# Stored data entries
☆ ☆ ☆ ☆ ☆

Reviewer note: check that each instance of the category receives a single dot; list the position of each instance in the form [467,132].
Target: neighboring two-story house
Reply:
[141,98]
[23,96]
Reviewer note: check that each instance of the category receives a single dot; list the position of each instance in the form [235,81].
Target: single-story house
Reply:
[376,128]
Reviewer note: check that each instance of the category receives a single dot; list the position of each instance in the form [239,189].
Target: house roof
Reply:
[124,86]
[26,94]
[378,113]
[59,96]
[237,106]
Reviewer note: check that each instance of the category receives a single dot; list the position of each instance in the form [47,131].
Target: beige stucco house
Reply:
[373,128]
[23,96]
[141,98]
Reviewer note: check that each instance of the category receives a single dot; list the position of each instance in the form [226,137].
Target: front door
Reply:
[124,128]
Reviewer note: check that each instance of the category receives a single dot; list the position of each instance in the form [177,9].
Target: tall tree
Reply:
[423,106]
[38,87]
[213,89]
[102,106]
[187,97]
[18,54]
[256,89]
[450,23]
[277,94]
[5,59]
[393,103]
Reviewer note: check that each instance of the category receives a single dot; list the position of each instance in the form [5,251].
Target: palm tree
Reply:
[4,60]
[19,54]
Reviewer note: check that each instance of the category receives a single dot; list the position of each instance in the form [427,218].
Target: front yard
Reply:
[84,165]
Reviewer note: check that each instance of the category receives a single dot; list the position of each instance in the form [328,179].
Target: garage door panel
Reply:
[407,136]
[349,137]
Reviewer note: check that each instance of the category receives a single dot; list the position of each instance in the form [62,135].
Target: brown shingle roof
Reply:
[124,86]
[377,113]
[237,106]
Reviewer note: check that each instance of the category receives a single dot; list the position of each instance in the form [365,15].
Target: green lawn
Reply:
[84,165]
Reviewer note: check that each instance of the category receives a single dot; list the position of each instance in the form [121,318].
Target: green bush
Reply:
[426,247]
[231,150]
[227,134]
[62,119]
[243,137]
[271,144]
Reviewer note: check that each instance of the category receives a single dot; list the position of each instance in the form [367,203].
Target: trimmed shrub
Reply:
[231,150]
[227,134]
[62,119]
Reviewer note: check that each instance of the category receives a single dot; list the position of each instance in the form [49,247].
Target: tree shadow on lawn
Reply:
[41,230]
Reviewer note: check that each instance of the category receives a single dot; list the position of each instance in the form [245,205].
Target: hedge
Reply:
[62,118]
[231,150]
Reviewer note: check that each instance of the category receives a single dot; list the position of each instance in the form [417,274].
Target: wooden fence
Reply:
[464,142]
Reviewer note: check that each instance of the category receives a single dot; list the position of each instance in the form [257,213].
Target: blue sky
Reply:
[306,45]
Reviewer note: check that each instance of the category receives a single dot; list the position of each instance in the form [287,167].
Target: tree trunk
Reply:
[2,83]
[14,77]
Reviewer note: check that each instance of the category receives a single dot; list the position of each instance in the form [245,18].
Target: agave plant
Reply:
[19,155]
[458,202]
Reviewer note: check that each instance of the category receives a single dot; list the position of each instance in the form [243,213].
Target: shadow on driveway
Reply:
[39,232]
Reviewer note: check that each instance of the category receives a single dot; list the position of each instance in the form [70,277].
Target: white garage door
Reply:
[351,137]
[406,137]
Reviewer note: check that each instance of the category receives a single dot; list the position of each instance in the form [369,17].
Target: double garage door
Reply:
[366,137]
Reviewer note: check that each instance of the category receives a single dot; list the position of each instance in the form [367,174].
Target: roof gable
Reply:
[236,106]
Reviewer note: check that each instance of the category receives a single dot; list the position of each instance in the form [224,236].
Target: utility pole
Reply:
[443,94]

☆ ☆ ☆ ☆ ☆

# Requirement
Starting at the line that contains "the form [367,174].", retype each line through the last one in the records, both included, and add nothing.

# Your response
Reviewer note: check that each instance of the category receives a single dot; list the position of each instance in the form [367,174].
Target: roof gable
Reply:
[236,106]
Reviewer note: check that each instance of the category receives a single dot; list the position of each instance in the form [224,236].
Target: utility pole
Reply:
[443,94]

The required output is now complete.